DOCUMENT SECTION »

——

Sunday, October 27, 2013

Freedom of expression and self-publishing: The Mail's manufactured crisis and dinosaur porn

I nearly missed this story last week: Kobo, the e-book reader manufacturer and publisher, went through an exercise of weeding out “offensive” books and removing them from its catalog. Of course, “offensive” means books about some forms of sex. Apparently, books that glorify stock market manipulation or various forms of fraud against the middle class, or books that use religion to justify oppression of women, for example, are okay.


It seems to have started with an “investigation” by the UK newspaper The Mail into WHSmith’s website. On October 11, The Mail Online reported:
Typing the word ‘daddy’ into the search box, for instance, brings up disturbing fictional accounts of bondage and sexual humiliation, as well as collections of bedtime stories for youngsters.
After The Mail on Sunday alerted WHSmith to the appalling content freely available on its website, executives took the unprecedented decision to take the whole site offline while the explicit ebooks were removed from sale.

‘We will tighten our processes to ensure that this error can never happen again and sincerely apologise to our customers for any offence caused,’ the company said in a statement.
The Mail on Sunday investigation found that pornographic ebooks – the majority of which are self-published by their authors – are also available through Amazon, Waterstones and Barnes & Noble.

By Sunday, October 13, WHSmith’s website was down as executives and staff went through the catalog to remove offending titles. The crisis then spilled over to Kobo, which has a partnership deal with WHSmith to supply e-books. According to the much more credible and professional newspaper, the Telegraph, Kobo shut down its UK website by October 17 while its people went through its catalog, as well, and reviewed its self-publishing system to ensure that authors comply with its policies.

Erotic book lovers, meanwhile, sent a petition to online book sellers demand they “LEAVE OUR EROTICA ALONE!”

Executives from both Kobo and WHSmith stated that they’re concerned about books that glorify rape, incest and bestiality, among other subjects.

I’m sure you’ll all be relieved to learn that all my books have passed muster on Kobo.com, including my unabashed erotic novel, One Shade ofRed.

One series of books is apparently not available on Kobo anymore: Christie Sims’ dinosaur erotica books, like Taken by the T-Rex and Mounted by the Gryphon. I have no way of telling whether those books ever were available on Kobo, but they are available on Amazon, Barnes+Noble.com and iBooks.
Image source: The Mary Sue 

Kobo still sells erotica, including “tentacle erotica” titles like Taken by Tentacles and Tentacle Alien’s Breeding Pet. Apparently, sex with dinosaurs is too disgusting for Kobo and WHSmith’s executives, but sex with aliens with tentacles is okay.

——

LISTED ENTRIES »
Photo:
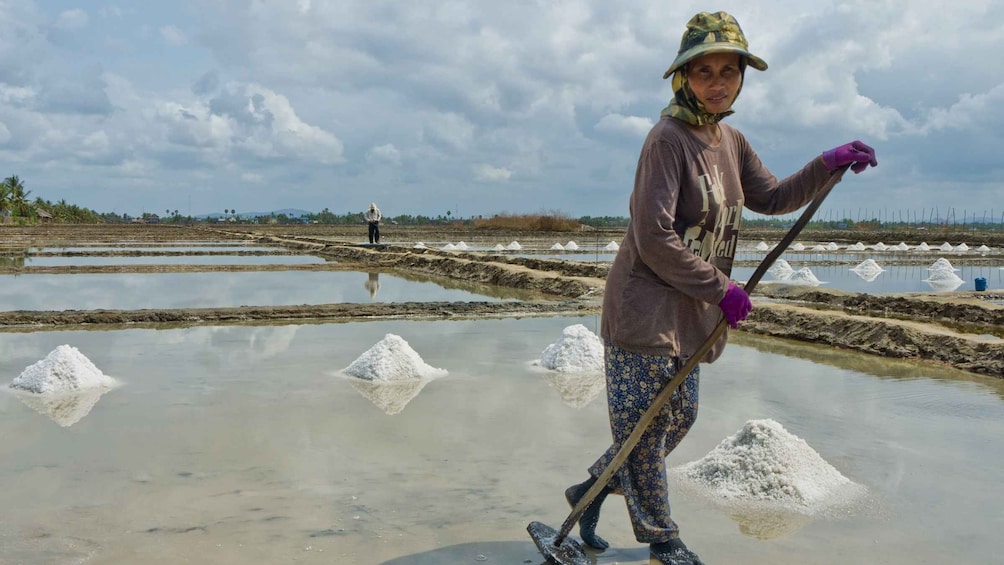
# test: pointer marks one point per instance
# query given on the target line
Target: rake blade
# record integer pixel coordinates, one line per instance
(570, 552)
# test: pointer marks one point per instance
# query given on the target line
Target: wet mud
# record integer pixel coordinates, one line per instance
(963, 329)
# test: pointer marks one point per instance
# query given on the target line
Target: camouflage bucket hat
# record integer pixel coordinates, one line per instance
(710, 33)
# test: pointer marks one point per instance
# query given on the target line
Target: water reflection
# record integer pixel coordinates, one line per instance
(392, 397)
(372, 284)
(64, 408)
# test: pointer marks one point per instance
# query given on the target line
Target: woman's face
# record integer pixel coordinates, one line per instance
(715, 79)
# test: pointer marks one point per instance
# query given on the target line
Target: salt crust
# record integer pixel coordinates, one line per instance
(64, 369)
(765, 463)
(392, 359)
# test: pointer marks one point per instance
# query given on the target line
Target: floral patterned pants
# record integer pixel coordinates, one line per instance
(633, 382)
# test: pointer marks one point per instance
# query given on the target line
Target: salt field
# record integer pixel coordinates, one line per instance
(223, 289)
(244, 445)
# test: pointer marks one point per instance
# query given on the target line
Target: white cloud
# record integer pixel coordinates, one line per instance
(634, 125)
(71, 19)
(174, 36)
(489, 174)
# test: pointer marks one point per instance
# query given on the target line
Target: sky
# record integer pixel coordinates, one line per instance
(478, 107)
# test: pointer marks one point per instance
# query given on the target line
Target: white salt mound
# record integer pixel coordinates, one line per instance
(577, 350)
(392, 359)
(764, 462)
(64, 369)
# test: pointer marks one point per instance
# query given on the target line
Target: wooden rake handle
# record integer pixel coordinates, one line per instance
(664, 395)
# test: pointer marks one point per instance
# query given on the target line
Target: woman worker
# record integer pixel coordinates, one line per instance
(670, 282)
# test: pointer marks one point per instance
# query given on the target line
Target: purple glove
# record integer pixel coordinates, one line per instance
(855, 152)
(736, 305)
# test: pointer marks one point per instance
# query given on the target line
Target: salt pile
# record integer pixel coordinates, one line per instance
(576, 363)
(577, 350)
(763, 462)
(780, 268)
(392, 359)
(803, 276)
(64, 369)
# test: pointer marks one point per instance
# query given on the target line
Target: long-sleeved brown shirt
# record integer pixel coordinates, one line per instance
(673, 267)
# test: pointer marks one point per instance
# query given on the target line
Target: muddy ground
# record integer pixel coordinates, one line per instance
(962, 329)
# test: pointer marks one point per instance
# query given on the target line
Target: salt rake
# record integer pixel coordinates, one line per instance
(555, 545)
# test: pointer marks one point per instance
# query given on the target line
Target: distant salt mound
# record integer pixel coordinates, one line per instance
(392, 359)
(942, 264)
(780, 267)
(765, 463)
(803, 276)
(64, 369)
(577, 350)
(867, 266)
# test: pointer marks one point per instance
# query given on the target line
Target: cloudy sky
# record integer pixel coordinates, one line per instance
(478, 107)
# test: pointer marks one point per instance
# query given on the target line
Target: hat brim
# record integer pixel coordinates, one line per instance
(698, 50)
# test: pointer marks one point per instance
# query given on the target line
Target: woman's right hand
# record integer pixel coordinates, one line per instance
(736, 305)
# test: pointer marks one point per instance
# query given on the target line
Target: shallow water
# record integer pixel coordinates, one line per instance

——

WRITTEN EXERCISE 1 » Pick out every line of the records that contains the word "woman", and copy those lines.
WRITTEN EXERCISE 2 » Extend the blog post on Kobo and WHSmith removing erotic e-books, starting right after its final sentence.

EXERCISE RESPONSE 1 »
Target: woman's face
Target: woman worker
Target: woman's right hand

EXERCISE RESPONSE 2 »
The power of the written word

This was a crisis manufactured by the Mail newspaper. Apparently, they have reporters with nothing better to do than to surf the Internet for sources of porn that can be embarrassed. Then, they can find people to make self-righteous condemnations of pornography.

John Whittingdale, chairman of the Commons Culture, Media and Sport Select Committee said: ‘It is disgusting that WHSmith, one of the country’s most respected retailers, is selling hardcore pornography alongside children’s books.
Why does the Mail toy with evoking the forces of censorship and repression of freedom of expression? Because it sells newspapers.

No matter how Kobo and WHSmith try to discriminate between “legitimate” literature and that which is offensive according to standards, however widely they may be accepted, removing books is censoring some content.

And the Mail depends on the premise of freedom of expression for its existence.

Thankfully, this crisis has sunk back into the swamp without causing much interest anywhere.


I’m just pleased to have found something as ludicrously funny as the idea of dinosaur erotica. I don’t intend to read any, but you have to admit, it has to be the most ridiculous idea in fiction.

Sunday, October 20, 2013

Sample Sunday: a chapter from the spooky work-in-progress

Hallowe'en is coming up fast, and in honour of that auspicious occasion, I'm posting some spooky stories on the next few Sundays. 
If you've been to this blog before, you'll recognize Dark Clouds. "The Mandrake Ruse" is the first chapter in what is slowly growing into a complete novel that I hope will cross the occult/paranormal-spy thriller genre boundary.
You can download Dark Clouds: The Mandrake Ruse as an e-book for free from the tab at the top of the page.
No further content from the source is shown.